GIVEN EXERCISE: Express the material below as a JSON list of strings, one string per line, skipping any blank lines.

◇ ◇ ◇

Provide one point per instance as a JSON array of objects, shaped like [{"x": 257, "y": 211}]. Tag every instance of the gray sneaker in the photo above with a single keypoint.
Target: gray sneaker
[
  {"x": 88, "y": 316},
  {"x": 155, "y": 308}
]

◇ ◇ ◇

RIGHT ANSWER:
[
  "Provide one point per instance as a JSON array of objects, shaped like [{\"x\": 257, \"y\": 211}]. Tag every instance of the gray sneaker in the photo above with a single keypoint.",
  "Target: gray sneaker",
  "[",
  "  {\"x\": 88, \"y\": 316},",
  "  {\"x\": 155, \"y\": 308}",
  "]"
]